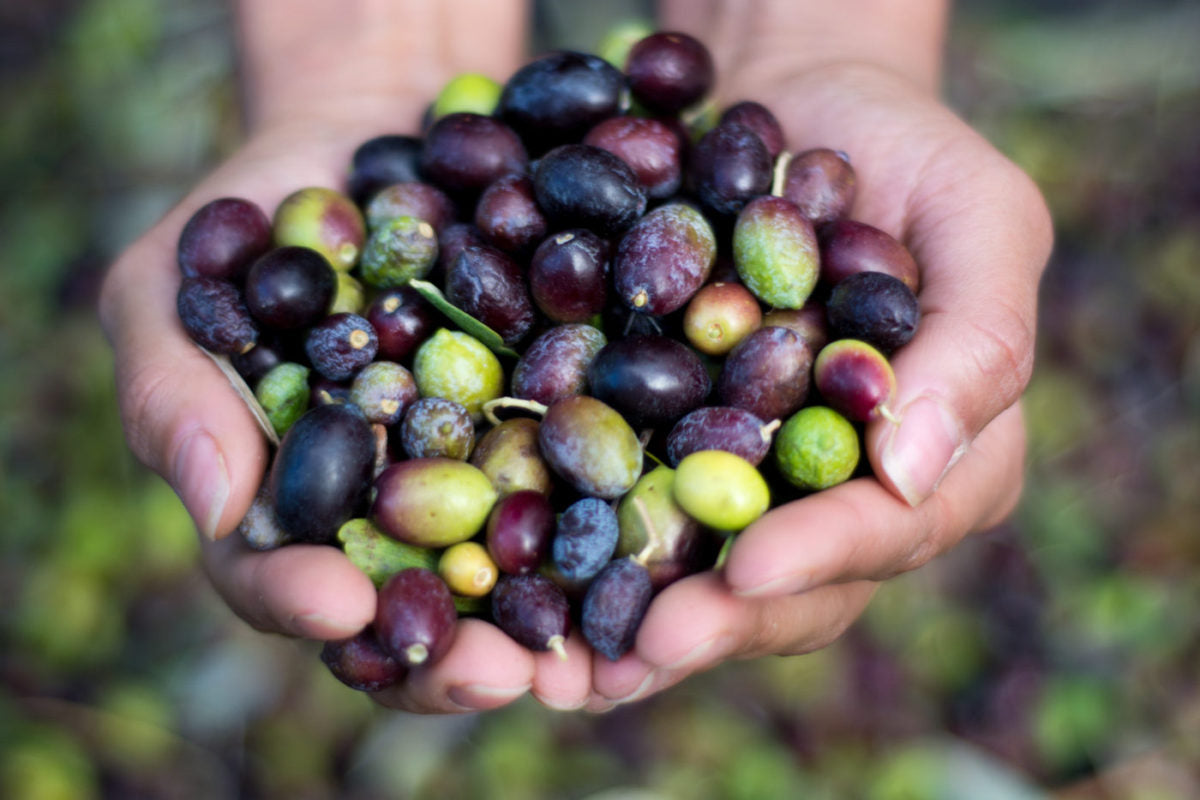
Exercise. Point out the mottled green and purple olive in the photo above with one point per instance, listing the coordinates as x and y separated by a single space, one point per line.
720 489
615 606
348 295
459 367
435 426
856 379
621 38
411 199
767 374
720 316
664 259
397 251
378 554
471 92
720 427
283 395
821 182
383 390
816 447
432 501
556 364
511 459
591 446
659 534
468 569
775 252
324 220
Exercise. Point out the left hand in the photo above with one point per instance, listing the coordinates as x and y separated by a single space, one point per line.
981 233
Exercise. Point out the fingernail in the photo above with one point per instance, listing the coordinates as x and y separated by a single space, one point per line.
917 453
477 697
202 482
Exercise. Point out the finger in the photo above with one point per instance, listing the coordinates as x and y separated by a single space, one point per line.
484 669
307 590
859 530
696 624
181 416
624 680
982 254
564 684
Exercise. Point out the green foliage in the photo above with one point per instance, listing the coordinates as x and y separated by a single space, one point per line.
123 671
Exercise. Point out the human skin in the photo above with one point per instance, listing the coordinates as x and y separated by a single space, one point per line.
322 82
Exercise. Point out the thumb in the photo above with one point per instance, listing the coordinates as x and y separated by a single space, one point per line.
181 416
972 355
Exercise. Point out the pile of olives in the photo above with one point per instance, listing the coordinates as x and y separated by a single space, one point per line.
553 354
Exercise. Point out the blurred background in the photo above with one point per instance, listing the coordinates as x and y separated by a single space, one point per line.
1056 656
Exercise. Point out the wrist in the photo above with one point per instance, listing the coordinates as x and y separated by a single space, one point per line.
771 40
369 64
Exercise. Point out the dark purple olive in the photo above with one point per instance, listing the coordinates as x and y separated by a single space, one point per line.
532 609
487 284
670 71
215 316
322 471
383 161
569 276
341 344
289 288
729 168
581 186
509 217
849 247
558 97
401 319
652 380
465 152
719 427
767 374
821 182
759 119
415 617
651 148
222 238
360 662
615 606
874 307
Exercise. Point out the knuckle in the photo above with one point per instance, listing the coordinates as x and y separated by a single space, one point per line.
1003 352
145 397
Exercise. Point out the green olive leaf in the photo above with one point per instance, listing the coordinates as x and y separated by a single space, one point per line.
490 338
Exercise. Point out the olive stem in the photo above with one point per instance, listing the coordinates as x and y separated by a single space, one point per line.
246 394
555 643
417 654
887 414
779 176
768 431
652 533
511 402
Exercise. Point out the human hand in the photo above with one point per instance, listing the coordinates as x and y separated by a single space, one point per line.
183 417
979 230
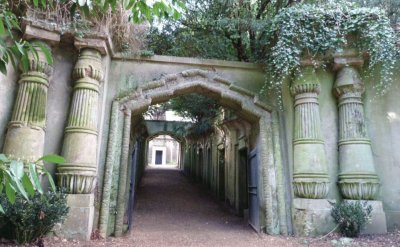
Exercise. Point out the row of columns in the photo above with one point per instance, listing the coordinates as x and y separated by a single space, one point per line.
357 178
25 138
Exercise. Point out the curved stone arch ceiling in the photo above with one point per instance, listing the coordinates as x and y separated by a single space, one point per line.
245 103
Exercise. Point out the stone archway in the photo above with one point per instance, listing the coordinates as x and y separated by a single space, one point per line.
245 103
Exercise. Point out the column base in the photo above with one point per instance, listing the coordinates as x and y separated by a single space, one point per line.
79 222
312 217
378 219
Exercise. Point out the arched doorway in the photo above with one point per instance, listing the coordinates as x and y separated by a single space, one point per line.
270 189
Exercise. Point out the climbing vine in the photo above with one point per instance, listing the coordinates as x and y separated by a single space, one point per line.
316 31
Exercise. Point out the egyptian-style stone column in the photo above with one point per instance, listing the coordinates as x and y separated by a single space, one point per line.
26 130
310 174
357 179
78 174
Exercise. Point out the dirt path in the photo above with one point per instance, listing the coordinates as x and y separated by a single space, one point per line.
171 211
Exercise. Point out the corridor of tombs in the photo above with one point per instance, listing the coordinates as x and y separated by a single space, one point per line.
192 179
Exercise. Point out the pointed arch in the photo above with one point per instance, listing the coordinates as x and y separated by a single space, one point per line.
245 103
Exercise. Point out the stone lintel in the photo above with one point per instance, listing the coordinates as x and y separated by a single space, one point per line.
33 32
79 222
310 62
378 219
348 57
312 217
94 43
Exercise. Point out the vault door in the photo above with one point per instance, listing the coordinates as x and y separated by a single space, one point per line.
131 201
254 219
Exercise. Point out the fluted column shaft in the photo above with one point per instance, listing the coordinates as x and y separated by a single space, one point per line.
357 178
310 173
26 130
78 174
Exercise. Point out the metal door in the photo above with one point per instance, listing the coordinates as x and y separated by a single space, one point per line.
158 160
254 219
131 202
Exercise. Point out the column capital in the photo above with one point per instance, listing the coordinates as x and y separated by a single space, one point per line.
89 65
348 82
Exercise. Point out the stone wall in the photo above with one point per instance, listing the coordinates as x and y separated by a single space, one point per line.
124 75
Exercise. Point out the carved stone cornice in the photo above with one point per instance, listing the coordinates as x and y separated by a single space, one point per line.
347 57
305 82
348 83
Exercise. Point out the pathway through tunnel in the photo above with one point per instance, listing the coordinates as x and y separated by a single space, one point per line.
○ ○ ○ ○
▶ _What you should do_:
Reproduce the listing exactly. Leave its pictures out.

▶ _Result_:
Exercise. Point out the mottled green and purple olive in the photo above with one point per instance, listing the coordinates as x and y separated by a single space, one point per line.
720 489
615 606
348 295
459 367
435 426
856 379
621 38
411 199
767 374
720 316
664 259
397 251
378 554
471 92
720 427
283 395
821 182
383 390
816 447
432 501
556 364
511 459
591 446
659 534
468 569
775 252
324 220
Exercise. Point out the left hand in the photo above with one point per instance, listing the coordinates as x and y separated by a single space, one point per line.
981 233
Exercise. Point out the fingernail in the photo above with one point per instance, listing the coordinates as x and y separated by a single space, one point per line.
917 453
477 697
202 482
Exercise. Point out the finger in the photo above with one point per instance, listing the coordinates as x and y separated by a single space, one point per line.
484 669
307 590
859 530
696 624
181 416
624 680
982 254
564 684
Exercise. Point out the green foliage in the photo above with one point per instance, listing the coordinates as x and y separated by a single space, one point per line.
123 671
Exercise. Point out the human skin in the photo above with one point per instance, listing the coordinates as x and y separated by a single space, one point per line.
322 82
Exercise. Point out the thumb in the photo above with one point per instance, listing the coordinates as x and y separated by a single space, one point per line.
181 416
972 355
Exercise. Point out the pile of olives in the photo above with one point per instance, listing the coordinates as x and y separated by a single space, one point per line.
553 354
Exercise. Point out the blurred background in the photo above with one point per instance, listing the coordinates as x and y separated by a single space, one point per line.
1056 656
Exercise. Point out the wrist in the photo above with one point per instance, listing the coordinates as x and y separated by a single space, one point per line.
771 40
369 64
Exercise. Point out the dark purple olive in the photo above with one point per instance, listing the coordinates as x and y separated by a single space, one point per line.
532 609
487 284
670 71
215 316
322 471
383 161
569 276
341 344
289 288
729 168
581 186
509 217
849 247
558 97
401 319
652 380
465 152
719 427
767 374
821 182
759 119
415 617
651 148
222 238
360 662
615 606
874 307
Exercise. Point out the knuckle in the photo above with one point per instance, listing the coordinates as x and y separated by a single space, one point per line.
1003 352
145 397
Exercise. Point out the green olive leaf in the photo above with one point per instance, listing the coordinates as x and y separated by a single space, one point per line.
490 338
Exercise. Point out the olive stem in the photo above with one point per instance, listing the coordinates as x and y separated by a single space, one point per line.
246 394
555 643
417 654
887 414
779 176
768 431
652 533
511 402
Exercise. Point out the human hand in the photo above with one point per instance, listing the coordinates as x and y separated by a single space, one point per line.
183 417
979 230
Exercise. Point out the row of columns in the photo above with one point per instance, listing the coordinates as x and y separated by a single space, one point per line.
357 178
25 138
Exercise. Point out the curved stone arch ceiling in the photo above with one point per instance, listing the coordinates as x and y separated by a single space, one point per line.
245 103
Exercise. Point out the stone archway in the photo above with one point per instance, listing the coordinates as x and y separated by a single space, one point per line.
245 103
Exercise. Point out the column base in the photo above with one point per instance, listing the coordinates as x and y separated by a single space, one point per line.
79 222
312 217
378 219
Exercise. Point out the arched doorway in the photo above with one point per instance, listing the coordinates as x and y separated by a single space, one point per line.
270 189
Exercise. Point out the climbing vine in the photo above with one point per instance, listing the coordinates as x and y separated by a single space, one point per line.
316 31
Exercise. Point out the egyptian-style stone column in the photo above with one point per instance, listing the coordinates as x and y separated by a single space, one point per line.
26 130
310 174
357 179
78 174
Exercise. Point out the dirt path in the photo above with one point per instance, listing the coordinates as x and y separated by a single space, one point per line.
171 211
Exercise. Point out the corridor of tombs in the photo above with one point per instance, listing the coordinates as x and y separated by a single space, one point per line.
192 179
Exercise. Point out the pointed arch in the photo above with one point per instance, listing the coordinates as x and y separated by a single space, one point per line.
245 103
Exercise. Point out the stone lintel in the photo above with one point per instance, listing the coordinates as x and y separated by a single space, one point per line.
33 32
79 222
310 62
378 219
348 57
312 217
94 43
Exercise. Point out the vault door in the photo above with one point per instance, listing the coordinates as x and y separated by a single space, one point per line.
131 201
254 219
Exercise. Point out the fluted column shaft in the photo above with one point per instance, listing the coordinates as x and y separated by a single space, one point per line.
357 178
310 173
26 130
78 174
Exercise. Point out the metal door in the photo above with one point per instance, listing the coordinates as x and y separated by a single space, one point per line.
158 160
254 219
131 202
Exercise. Point out the column capital in the photo above with one point per instance, listing the coordinates as x and y separated by a single space, one point per line.
89 65
348 82
Exercise. Point out the stone wall in the photo above with one point per instance, listing the coordinates as x and y separated by a single space, one point per line.
124 75
Exercise. Point out the carved stone cornice in the photo above with one point per instance, listing the coordinates as x and y separated by a single space, one point per line.
347 57
305 82
348 83
Exercise. Point out the pathway through tunnel in the photo above with one point per instance, listing the coordinates as x and y separated by a single space, one point per line.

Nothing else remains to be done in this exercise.